TASK ITEM | Transcribe the listing below only from the line with "the skate blade." up to and including the line with "the hockey skate.".

MATERIAL PROVIDED |
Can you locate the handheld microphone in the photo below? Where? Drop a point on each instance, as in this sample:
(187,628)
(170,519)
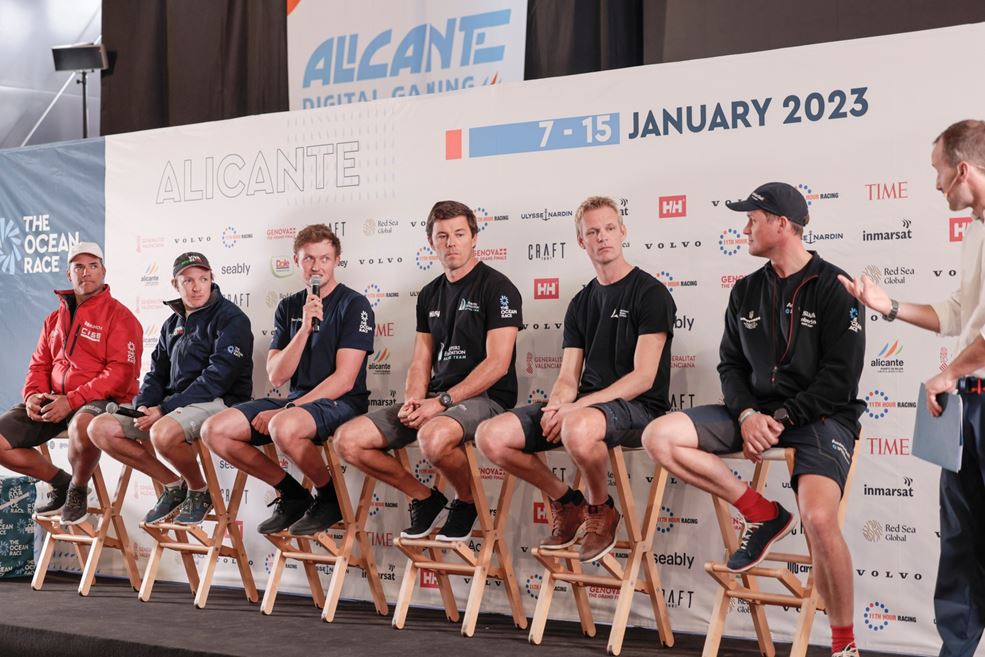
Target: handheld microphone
(116,409)
(315,290)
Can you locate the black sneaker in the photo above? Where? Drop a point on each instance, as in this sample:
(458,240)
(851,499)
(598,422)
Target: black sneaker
(76,508)
(167,503)
(458,525)
(56,500)
(322,514)
(758,538)
(424,515)
(288,510)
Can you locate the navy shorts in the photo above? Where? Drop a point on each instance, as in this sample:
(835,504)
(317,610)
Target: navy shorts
(624,424)
(327,413)
(823,448)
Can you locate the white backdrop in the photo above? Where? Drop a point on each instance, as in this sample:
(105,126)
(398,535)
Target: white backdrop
(863,115)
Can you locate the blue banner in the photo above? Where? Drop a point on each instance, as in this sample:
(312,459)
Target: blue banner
(51,197)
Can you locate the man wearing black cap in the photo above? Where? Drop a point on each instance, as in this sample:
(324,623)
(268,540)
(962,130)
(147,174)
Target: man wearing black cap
(202,364)
(791,357)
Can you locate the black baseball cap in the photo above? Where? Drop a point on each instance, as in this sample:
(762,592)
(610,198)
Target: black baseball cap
(189,259)
(776,198)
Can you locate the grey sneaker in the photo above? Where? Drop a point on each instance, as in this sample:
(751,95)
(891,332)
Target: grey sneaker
(76,508)
(195,507)
(167,503)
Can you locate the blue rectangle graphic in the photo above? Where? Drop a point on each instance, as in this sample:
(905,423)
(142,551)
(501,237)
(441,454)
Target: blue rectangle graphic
(544,135)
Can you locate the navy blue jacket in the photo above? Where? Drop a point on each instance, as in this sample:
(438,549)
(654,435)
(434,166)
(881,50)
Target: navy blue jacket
(200,357)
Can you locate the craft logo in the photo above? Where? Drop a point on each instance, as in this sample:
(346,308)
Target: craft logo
(281,233)
(905,233)
(380,363)
(888,191)
(546,288)
(731,241)
(281,266)
(956,228)
(906,490)
(810,195)
(671,207)
(877,617)
(425,258)
(668,520)
(671,283)
(683,361)
(483,217)
(424,471)
(888,360)
(547,215)
(535,362)
(375,294)
(150,276)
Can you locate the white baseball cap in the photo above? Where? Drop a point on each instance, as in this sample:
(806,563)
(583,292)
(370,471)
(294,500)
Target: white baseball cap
(85,247)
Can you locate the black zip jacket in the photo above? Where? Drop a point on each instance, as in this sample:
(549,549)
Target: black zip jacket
(815,375)
(200,357)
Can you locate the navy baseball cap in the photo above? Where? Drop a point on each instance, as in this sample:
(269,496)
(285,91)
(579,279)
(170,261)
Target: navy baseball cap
(775,198)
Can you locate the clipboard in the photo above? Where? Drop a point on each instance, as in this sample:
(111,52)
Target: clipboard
(939,440)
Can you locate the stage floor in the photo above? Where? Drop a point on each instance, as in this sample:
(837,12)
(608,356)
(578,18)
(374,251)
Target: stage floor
(111,622)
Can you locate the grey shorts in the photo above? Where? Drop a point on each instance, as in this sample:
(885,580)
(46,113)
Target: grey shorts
(469,413)
(823,448)
(190,418)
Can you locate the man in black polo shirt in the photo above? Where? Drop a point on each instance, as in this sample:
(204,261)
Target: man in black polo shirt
(463,371)
(615,374)
(791,356)
(320,345)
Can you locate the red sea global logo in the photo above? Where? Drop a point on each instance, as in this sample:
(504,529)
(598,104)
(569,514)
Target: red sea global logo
(546,288)
(957,227)
(670,207)
(731,241)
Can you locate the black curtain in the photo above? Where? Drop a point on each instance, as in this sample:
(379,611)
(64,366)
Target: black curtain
(174,62)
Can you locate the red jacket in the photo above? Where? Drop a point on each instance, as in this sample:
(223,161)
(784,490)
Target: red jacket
(93,356)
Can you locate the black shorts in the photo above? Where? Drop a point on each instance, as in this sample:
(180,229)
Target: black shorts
(823,448)
(624,424)
(328,414)
(22,431)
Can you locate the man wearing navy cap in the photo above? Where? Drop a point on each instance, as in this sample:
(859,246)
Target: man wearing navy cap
(791,357)
(202,364)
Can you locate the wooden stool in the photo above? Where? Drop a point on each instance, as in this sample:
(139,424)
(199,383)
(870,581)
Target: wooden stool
(172,536)
(89,539)
(802,594)
(340,555)
(564,565)
(427,553)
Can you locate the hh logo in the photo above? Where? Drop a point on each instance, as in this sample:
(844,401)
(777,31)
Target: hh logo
(672,206)
(957,227)
(546,288)
(428,579)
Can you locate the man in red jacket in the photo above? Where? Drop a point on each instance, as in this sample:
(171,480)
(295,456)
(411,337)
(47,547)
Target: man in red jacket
(88,355)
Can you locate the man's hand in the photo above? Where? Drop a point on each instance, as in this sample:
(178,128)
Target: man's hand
(943,382)
(57,408)
(868,292)
(33,405)
(262,421)
(425,410)
(759,433)
(151,415)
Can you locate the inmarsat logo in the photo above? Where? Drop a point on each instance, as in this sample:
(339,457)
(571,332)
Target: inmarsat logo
(10,246)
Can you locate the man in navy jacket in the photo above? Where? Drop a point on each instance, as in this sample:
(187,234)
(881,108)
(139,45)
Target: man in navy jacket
(203,364)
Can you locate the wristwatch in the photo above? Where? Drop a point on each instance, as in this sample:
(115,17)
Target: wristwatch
(783,417)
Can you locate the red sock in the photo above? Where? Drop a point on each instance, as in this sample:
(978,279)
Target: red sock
(754,507)
(841,638)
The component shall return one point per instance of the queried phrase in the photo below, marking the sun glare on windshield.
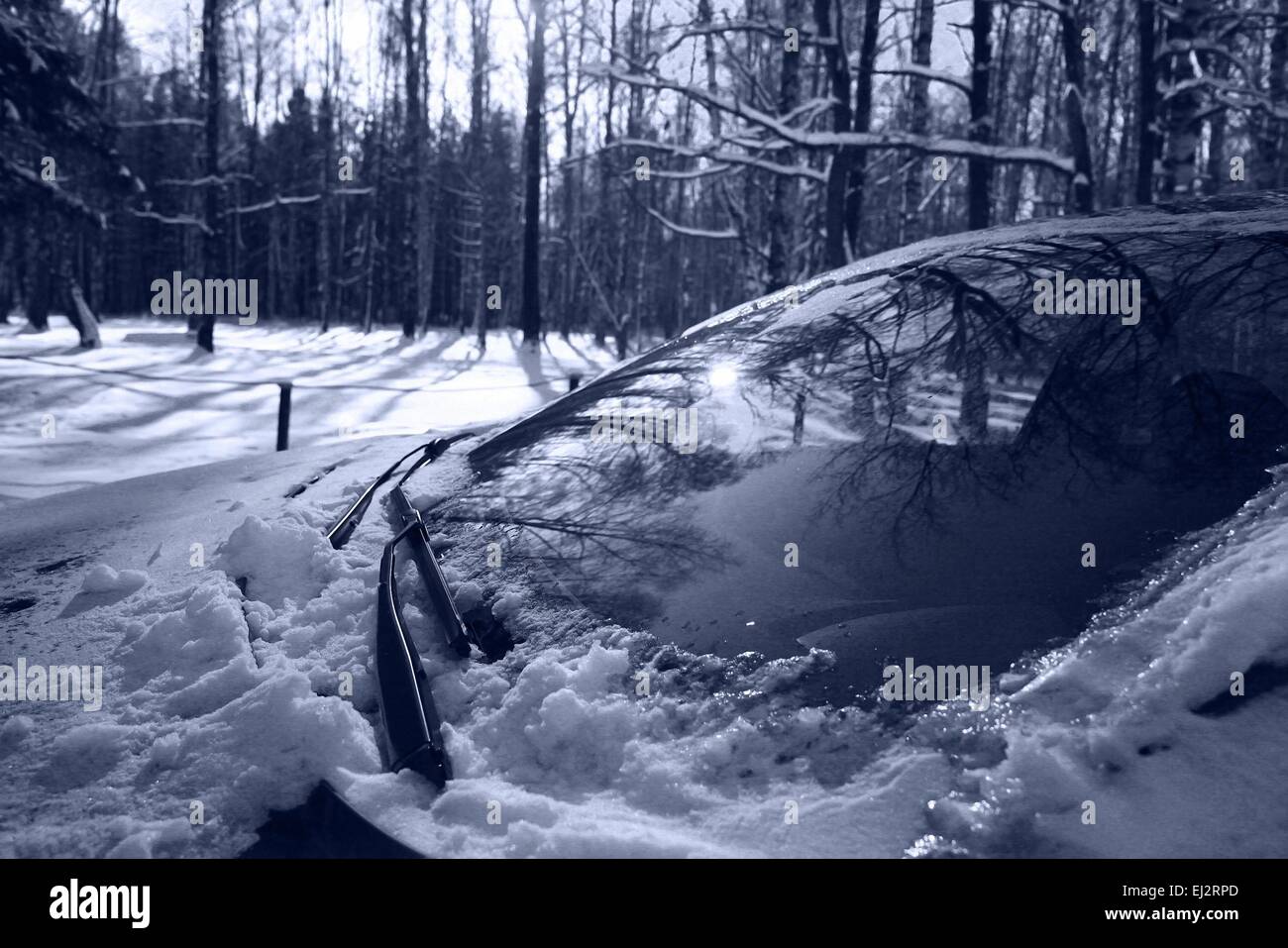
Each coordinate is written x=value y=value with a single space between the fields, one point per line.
x=722 y=377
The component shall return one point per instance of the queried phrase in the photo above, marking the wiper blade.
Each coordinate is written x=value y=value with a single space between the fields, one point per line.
x=412 y=730
x=426 y=563
x=343 y=528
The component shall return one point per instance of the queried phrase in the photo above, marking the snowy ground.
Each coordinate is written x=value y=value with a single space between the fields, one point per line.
x=150 y=401
x=233 y=700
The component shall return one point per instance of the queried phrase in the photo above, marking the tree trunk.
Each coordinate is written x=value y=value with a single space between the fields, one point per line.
x=781 y=218
x=838 y=84
x=1269 y=154
x=533 y=145
x=411 y=171
x=1146 y=146
x=213 y=247
x=862 y=123
x=1074 y=110
x=979 y=170
x=918 y=120
x=1184 y=110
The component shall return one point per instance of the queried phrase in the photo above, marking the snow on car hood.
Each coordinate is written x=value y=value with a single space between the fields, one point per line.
x=235 y=700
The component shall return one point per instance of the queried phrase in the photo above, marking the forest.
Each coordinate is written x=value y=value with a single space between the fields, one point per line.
x=619 y=167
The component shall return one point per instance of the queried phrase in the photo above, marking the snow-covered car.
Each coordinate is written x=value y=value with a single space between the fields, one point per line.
x=735 y=570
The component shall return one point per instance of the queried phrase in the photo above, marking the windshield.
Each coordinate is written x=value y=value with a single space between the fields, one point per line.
x=906 y=460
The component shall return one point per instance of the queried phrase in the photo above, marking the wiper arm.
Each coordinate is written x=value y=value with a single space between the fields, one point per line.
x=426 y=563
x=343 y=528
x=412 y=732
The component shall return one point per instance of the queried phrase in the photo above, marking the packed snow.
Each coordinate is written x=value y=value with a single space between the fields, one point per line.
x=590 y=738
x=150 y=401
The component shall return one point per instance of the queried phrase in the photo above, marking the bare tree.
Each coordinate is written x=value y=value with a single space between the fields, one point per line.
x=533 y=151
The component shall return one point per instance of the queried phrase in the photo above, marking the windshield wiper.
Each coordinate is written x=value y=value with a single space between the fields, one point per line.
x=343 y=528
x=492 y=640
x=412 y=733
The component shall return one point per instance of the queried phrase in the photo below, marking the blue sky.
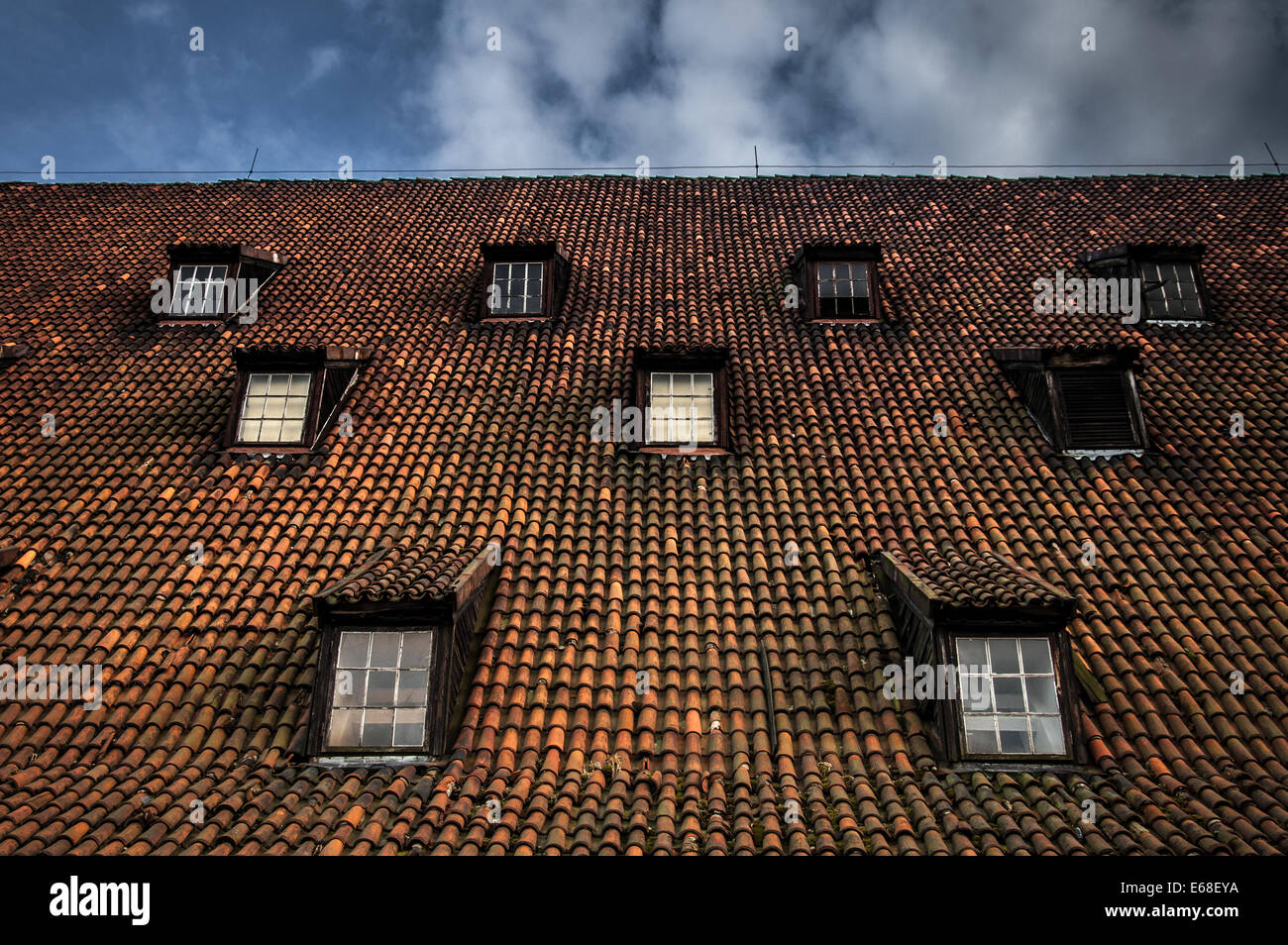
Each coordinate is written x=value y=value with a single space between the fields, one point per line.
x=112 y=89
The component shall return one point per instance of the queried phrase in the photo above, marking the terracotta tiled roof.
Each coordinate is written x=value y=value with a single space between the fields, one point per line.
x=767 y=670
x=971 y=579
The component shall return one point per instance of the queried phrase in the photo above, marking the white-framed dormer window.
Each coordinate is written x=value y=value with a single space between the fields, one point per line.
x=1018 y=709
x=274 y=407
x=198 y=290
x=682 y=407
x=381 y=690
x=519 y=288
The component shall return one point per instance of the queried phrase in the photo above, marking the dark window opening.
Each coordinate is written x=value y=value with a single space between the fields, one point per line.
x=842 y=290
x=287 y=398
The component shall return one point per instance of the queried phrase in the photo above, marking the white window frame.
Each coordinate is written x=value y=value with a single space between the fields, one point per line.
x=1031 y=707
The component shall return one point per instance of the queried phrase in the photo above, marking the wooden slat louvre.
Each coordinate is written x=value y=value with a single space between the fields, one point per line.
x=1098 y=408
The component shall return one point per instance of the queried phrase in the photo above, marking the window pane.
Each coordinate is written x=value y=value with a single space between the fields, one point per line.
x=1014 y=733
x=412 y=687
x=351 y=687
x=353 y=648
x=410 y=727
x=1009 y=691
x=1047 y=735
x=416 y=649
x=971 y=653
x=346 y=725
x=977 y=692
x=1004 y=656
x=980 y=737
x=1041 y=690
x=1037 y=656
x=1022 y=707
x=377 y=729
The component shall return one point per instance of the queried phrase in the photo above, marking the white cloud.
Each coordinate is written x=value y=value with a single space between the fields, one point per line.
x=322 y=60
x=149 y=11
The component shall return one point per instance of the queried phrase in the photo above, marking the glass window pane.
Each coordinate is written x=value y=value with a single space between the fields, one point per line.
x=1037 y=656
x=1047 y=735
x=975 y=692
x=417 y=647
x=377 y=729
x=410 y=727
x=353 y=648
x=380 y=686
x=412 y=686
x=351 y=687
x=980 y=738
x=971 y=653
x=346 y=725
x=1004 y=656
x=1009 y=691
x=1014 y=734
x=1041 y=690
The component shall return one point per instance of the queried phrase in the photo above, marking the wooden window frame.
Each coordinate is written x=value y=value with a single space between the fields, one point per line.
x=236 y=257
x=1060 y=413
x=456 y=618
x=554 y=277
x=686 y=362
x=252 y=364
x=1067 y=691
x=864 y=254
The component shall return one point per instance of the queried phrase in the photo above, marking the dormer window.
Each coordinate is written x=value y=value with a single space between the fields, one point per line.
x=1171 y=291
x=838 y=282
x=288 y=396
x=198 y=291
x=214 y=280
x=1171 y=278
x=684 y=400
x=1085 y=402
x=391 y=671
x=520 y=288
x=523 y=280
x=993 y=669
x=275 y=407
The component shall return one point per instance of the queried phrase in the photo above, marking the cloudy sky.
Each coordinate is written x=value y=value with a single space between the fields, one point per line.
x=115 y=90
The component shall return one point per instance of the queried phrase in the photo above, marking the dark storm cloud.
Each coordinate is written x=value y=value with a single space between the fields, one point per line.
x=402 y=85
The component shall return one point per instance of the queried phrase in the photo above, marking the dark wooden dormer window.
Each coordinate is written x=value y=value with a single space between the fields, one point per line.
x=838 y=283
x=391 y=673
x=210 y=282
x=523 y=280
x=1171 y=278
x=1085 y=402
x=995 y=675
x=684 y=399
x=286 y=398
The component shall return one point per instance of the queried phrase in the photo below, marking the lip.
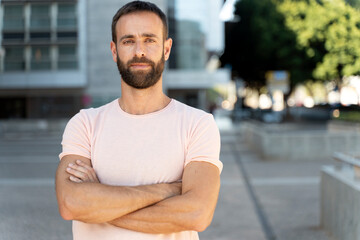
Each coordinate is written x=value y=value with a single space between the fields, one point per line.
x=139 y=65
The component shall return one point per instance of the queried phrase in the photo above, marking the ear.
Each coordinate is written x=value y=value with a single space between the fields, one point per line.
x=113 y=51
x=167 y=48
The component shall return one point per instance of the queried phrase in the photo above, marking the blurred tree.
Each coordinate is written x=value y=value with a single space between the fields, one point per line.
x=312 y=39
x=260 y=42
x=354 y=3
x=327 y=25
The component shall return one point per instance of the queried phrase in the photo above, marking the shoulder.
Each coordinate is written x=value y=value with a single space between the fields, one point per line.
x=89 y=116
x=191 y=113
x=92 y=113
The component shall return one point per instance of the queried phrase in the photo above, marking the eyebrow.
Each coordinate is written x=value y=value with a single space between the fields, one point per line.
x=133 y=36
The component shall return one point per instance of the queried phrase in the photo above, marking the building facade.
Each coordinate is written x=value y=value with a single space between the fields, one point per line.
x=55 y=58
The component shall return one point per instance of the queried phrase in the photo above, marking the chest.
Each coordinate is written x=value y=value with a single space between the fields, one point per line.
x=143 y=152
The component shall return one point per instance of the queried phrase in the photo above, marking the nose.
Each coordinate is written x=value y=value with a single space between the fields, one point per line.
x=139 y=49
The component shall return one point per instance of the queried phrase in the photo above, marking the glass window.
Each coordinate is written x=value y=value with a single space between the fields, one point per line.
x=68 y=57
x=13 y=17
x=13 y=36
x=14 y=59
x=66 y=16
x=40 y=58
x=34 y=36
x=40 y=17
x=67 y=35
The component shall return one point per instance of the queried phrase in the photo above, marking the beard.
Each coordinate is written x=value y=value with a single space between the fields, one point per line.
x=141 y=79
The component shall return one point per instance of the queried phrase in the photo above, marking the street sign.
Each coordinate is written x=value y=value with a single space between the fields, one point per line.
x=278 y=80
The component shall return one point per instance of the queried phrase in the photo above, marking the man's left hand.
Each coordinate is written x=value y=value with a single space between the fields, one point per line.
x=81 y=172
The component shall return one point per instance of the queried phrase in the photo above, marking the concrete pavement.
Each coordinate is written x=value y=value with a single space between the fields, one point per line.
x=287 y=192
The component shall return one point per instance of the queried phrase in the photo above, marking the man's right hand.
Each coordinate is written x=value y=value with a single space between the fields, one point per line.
x=82 y=172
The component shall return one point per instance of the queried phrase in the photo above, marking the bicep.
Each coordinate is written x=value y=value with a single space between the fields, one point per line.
x=61 y=173
x=202 y=181
x=63 y=185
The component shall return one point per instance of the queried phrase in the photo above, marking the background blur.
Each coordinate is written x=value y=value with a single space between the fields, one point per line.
x=282 y=78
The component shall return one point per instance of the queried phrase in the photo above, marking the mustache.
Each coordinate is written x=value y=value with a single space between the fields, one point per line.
x=140 y=60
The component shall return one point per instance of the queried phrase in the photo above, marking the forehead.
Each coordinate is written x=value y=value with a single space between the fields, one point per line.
x=138 y=23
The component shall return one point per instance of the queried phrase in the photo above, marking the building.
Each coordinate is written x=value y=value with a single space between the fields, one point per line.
x=55 y=58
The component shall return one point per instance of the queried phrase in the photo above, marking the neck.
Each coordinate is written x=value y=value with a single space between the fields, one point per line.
x=142 y=101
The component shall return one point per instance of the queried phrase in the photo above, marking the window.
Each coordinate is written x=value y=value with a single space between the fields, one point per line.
x=66 y=17
x=40 y=17
x=14 y=59
x=13 y=23
x=67 y=57
x=13 y=18
x=39 y=36
x=40 y=58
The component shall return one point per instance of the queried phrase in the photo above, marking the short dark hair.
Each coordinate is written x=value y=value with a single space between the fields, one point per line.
x=138 y=6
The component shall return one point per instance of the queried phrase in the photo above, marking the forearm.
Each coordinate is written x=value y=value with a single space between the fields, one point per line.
x=176 y=214
x=99 y=203
x=192 y=210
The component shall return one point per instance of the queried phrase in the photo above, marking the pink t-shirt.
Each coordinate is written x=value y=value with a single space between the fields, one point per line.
x=131 y=150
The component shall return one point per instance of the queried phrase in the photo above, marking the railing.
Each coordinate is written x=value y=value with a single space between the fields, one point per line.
x=353 y=161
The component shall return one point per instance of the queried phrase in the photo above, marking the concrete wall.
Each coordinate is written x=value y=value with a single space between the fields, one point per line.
x=340 y=203
x=286 y=142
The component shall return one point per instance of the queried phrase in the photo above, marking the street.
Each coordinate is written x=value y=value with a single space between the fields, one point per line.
x=259 y=200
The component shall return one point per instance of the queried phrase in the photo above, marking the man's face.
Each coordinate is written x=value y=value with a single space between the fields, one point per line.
x=140 y=52
x=140 y=79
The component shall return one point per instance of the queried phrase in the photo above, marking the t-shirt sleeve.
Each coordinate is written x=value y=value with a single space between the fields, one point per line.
x=204 y=143
x=76 y=137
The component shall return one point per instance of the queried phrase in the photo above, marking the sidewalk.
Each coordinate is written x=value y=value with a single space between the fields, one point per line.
x=287 y=192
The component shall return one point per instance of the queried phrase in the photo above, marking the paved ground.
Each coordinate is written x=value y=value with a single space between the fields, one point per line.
x=258 y=198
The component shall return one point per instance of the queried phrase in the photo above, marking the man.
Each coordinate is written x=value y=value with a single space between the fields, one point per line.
x=143 y=166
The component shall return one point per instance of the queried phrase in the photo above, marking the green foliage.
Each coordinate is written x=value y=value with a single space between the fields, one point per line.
x=329 y=25
x=312 y=39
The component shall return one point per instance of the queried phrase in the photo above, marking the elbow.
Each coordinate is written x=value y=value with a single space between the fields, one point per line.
x=201 y=225
x=202 y=221
x=65 y=210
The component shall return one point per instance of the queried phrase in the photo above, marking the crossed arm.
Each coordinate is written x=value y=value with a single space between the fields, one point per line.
x=158 y=208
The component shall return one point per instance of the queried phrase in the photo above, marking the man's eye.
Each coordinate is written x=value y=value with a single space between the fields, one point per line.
x=128 y=41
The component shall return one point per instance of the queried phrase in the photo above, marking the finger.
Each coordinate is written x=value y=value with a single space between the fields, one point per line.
x=78 y=168
x=90 y=170
x=77 y=173
x=74 y=179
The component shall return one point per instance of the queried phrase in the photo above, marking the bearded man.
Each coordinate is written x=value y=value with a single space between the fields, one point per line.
x=143 y=166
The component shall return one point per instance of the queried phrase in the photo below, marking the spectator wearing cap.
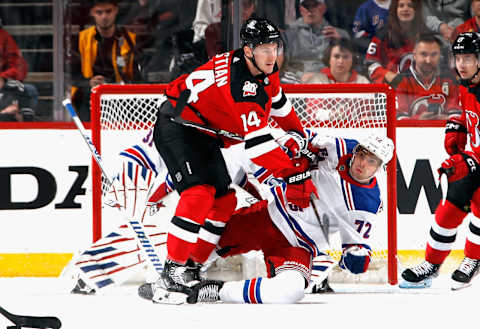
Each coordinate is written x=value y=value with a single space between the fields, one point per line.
x=339 y=59
x=106 y=54
x=471 y=25
x=307 y=39
x=425 y=91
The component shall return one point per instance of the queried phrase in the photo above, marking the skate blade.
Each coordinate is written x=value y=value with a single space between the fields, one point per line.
x=459 y=285
x=427 y=283
x=163 y=296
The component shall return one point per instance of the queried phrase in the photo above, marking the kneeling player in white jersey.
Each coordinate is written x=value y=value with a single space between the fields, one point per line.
x=361 y=201
x=290 y=236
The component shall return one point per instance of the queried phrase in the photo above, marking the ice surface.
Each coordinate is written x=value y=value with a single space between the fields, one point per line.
x=352 y=306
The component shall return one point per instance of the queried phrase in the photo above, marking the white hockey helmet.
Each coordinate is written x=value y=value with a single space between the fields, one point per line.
x=381 y=146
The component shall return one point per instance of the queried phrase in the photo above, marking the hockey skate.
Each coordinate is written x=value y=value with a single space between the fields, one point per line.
x=420 y=276
x=207 y=291
x=81 y=288
x=464 y=274
x=322 y=288
x=175 y=278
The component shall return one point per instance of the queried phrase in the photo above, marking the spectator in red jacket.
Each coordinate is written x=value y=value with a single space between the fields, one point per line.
x=470 y=25
x=12 y=64
x=390 y=51
x=424 y=91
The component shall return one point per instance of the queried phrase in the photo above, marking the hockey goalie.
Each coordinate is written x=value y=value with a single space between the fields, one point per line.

COMPLETED TASK |
The component shall return one point per instance of the queried phrase in the photo above, marking the skate blade.
Each coordinate is written x=value y=value with a single space between the fields, one point per line.
x=459 y=285
x=427 y=283
x=163 y=296
The component shall return one point per instance of the queried phrase in the photo above, marking the kneeling player in white jersey.
Each coordinate is written x=value y=value with a single space between the fields, one point per line.
x=361 y=201
x=290 y=236
The component shall return one point per instance of the queried phrase in the photo above, marking the ice surface.
Each coordinate is written x=value y=value with a single space between the fields, one point per line.
x=352 y=306
The component shall return one point per instance of the queried phrase in the photo above, marking the white hockey helmet.
Each coordinate is written x=value y=value with a single space between the fields, one point per line.
x=381 y=146
The component shall return one point per instance of the queried phrase in the photo above, marking the hockey skate.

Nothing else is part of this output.